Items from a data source
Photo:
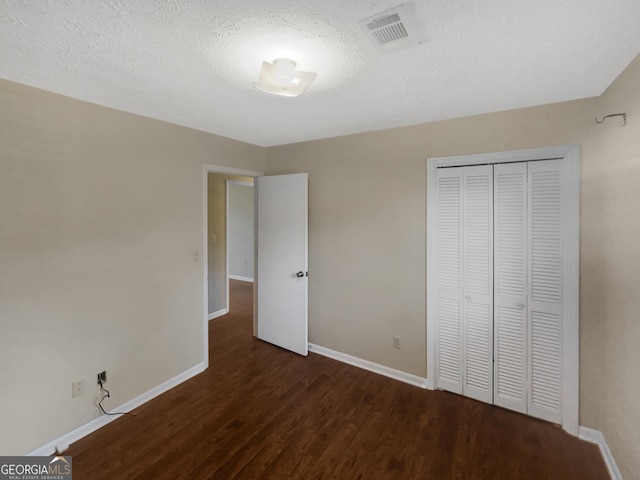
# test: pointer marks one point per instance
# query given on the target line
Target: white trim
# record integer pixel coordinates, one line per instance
(206, 169)
(595, 436)
(240, 183)
(241, 278)
(570, 367)
(371, 366)
(219, 313)
(62, 443)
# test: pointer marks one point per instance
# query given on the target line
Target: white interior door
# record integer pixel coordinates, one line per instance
(281, 268)
(449, 286)
(477, 255)
(545, 288)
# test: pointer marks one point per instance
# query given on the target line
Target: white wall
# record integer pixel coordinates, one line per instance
(100, 213)
(241, 227)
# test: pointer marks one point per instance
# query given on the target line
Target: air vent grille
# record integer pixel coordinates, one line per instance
(395, 29)
(388, 29)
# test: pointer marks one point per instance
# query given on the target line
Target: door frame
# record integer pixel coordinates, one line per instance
(229, 183)
(206, 170)
(570, 327)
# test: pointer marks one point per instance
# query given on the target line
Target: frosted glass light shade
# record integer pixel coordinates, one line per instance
(281, 78)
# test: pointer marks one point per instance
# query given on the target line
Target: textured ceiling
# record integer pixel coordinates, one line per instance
(193, 62)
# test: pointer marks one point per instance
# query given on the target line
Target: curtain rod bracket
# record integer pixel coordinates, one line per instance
(623, 115)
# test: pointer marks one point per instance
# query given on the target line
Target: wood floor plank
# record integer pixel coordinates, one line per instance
(260, 412)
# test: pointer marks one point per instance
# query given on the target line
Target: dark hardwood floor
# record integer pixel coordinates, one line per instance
(260, 412)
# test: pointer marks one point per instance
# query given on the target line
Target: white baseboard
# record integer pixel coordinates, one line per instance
(595, 436)
(371, 366)
(62, 443)
(241, 278)
(219, 313)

Task statement: Copy all of the data word for word, and keep the pictures out of it.

Response box:
Photo:
# test: pointer marks one point per instance
# query given on the target line
Target: white trim
# record integer pixel coordinates, one line per instance
(206, 169)
(595, 436)
(240, 183)
(241, 278)
(570, 367)
(371, 366)
(219, 313)
(62, 443)
# test: pointer marks one point per instance
# query given on the target line
Target: white interior door
# record integer pixel coordinates, one line per instance
(281, 268)
(449, 286)
(477, 255)
(545, 288)
# test: pointer marks one point per instance
# query given on the target line
Target: white wall
# record integer pixel coordinates, one line per instance
(100, 213)
(241, 227)
# test: pointer marks one point per instance
# query given on the target line
Target: air vent grille
# record integer pixel coordinates, one line per instance
(395, 29)
(388, 29)
# test: pointer marks one point per instance
# query given on the target line
Target: door frame
# record integer pixel coordinates, one line per instance
(229, 183)
(206, 170)
(570, 327)
# test: pointer marks one point per instance
# query given on the target line
Target: frosted glass light shade
# record integer pixel coordinates, one line per instance
(281, 78)
# test: pointer marks one point per instance
# query given on the target line
Target: textured ceiling
# record integer pixel coordinates, one line per instance
(193, 62)
# test: pointer marks one point per instance
# query given on the target line
Target: curtain rod bracket
# record integer pixel coordinates, one line per instance
(623, 115)
# test: pointer marks one point per instance
# query given on the target line
Target: wood floor plank
# record integer pixel coordinates, one line per instance
(260, 412)
# test: pointer marks one point per instance
# query given on the target line
Target: dark hardwood floor
# record integer pixel coordinates, one line per instance
(260, 412)
# test: pointer marks one point per instance
# query given on the target line
Target: white baseboard
# record integer pixel coordinates, one line per instance
(595, 436)
(371, 366)
(62, 443)
(241, 278)
(219, 313)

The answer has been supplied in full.